To do
Print all the data, keeping every line exactly as it is.

Supplied records
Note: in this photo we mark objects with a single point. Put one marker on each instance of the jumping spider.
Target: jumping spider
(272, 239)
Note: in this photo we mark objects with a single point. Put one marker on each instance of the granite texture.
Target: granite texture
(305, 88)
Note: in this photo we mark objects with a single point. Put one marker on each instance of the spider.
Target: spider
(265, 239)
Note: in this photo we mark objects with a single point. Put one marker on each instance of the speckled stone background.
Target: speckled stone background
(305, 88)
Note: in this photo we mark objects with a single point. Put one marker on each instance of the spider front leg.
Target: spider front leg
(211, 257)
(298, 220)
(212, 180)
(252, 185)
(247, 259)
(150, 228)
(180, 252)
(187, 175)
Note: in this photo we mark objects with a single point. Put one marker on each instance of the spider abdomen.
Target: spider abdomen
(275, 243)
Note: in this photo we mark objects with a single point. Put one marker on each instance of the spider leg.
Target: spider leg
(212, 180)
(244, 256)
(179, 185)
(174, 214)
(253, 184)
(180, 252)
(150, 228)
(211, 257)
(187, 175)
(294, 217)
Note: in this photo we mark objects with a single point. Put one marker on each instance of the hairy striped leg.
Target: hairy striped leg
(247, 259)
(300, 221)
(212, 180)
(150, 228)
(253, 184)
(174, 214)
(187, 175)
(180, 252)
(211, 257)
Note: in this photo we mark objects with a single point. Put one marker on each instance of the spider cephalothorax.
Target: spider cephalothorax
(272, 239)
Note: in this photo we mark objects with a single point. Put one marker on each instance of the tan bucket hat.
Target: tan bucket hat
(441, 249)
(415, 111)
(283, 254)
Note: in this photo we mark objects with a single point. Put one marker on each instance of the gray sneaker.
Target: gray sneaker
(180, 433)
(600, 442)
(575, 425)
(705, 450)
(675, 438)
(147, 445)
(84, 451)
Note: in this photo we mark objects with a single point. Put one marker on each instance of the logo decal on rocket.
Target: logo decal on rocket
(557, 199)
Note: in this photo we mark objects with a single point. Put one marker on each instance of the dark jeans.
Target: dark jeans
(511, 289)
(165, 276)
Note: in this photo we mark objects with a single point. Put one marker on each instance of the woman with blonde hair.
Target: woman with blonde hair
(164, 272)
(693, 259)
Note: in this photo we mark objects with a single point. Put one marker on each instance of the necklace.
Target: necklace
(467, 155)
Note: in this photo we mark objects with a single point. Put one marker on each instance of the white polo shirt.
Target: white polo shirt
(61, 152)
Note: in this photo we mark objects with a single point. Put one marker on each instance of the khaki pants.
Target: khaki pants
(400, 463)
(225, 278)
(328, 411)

Output below
Note: in this photo we mark objects with a single point. Put one marker on each instance of the jumping spider.
Target: jumping spider
(272, 239)
Note: in this photo we mark objects with a single point. Put one marker on each instance of the granite texture.
Target: granite texture
(305, 88)
Note: in this photo we mark objects with a single point. Put one marker on each instance of the spider.
Target: spider
(265, 239)
Note: in this photo we mark objects with a single point. Put one marker on each instance of the speckled stone background.
Target: speckled stone background
(305, 88)
Note: in this photo we mark objects with a single point. Put one marker on each instance of the spider front leg.
Target: spider front leg
(211, 257)
(298, 220)
(212, 180)
(252, 185)
(247, 259)
(150, 228)
(180, 252)
(187, 175)
Note: in this photo we mark objects with a single point. Put one marker on each instance of the spider abdomen.
Target: spider abdomen
(275, 243)
Note: in this photo we mark objects with a single point. Put one marker on each instance of the spider leg.
Target: spider leg
(212, 180)
(244, 256)
(179, 185)
(174, 214)
(253, 184)
(180, 252)
(150, 228)
(211, 257)
(187, 175)
(294, 217)
Note: in this photo we mark objects with a single point. Put one marker on each instance of the hairy striped leg.
Target: hairy striped leg
(247, 259)
(300, 221)
(212, 180)
(150, 228)
(253, 184)
(174, 214)
(187, 175)
(180, 252)
(211, 257)
Note: in this photo we mark objects with a single point. Put one marker on each instance of the spider cephalothorax.
Target: spider cephalothorax
(272, 239)
Note: in this photo we mark objects with a single point. Put one marker on each instance of the tan bucket hat.
Target: tan bucket hat
(441, 249)
(415, 111)
(283, 254)
Note: in this photo we mark objects with a single point. Put one marker on each instance of the gray sneaker.
Target: gray sneaker
(180, 433)
(600, 442)
(575, 425)
(705, 450)
(675, 438)
(147, 445)
(84, 451)
Note: in this photo we mark objects with a single point. Put one marker on each instance of the logo decal on rocket.
Target: logo decal on rocket
(557, 199)
Note: in this photo we mark objects with a single point. Put one marker on each instance of the dark jeans.
Target: dark jeans
(511, 289)
(165, 276)
Note: in this photo we mark objects with a single point. Put one marker on each instance of the woman with blonde hair.
Target: woman with blonde hair
(164, 272)
(693, 259)
Note: in this photo we mark objects with a single point. Put one marker on each instance of the necklace.
Target: necklace
(467, 155)
Note: in this photo we mark objects with a single point. Put one marker on each instance of the white polo shirt.
Target: white polo shirt
(61, 152)
Note: in this photo we mark objects with a single point. Put one marker on each instance of the khaki pants.
Target: khaki pants
(400, 463)
(225, 278)
(328, 411)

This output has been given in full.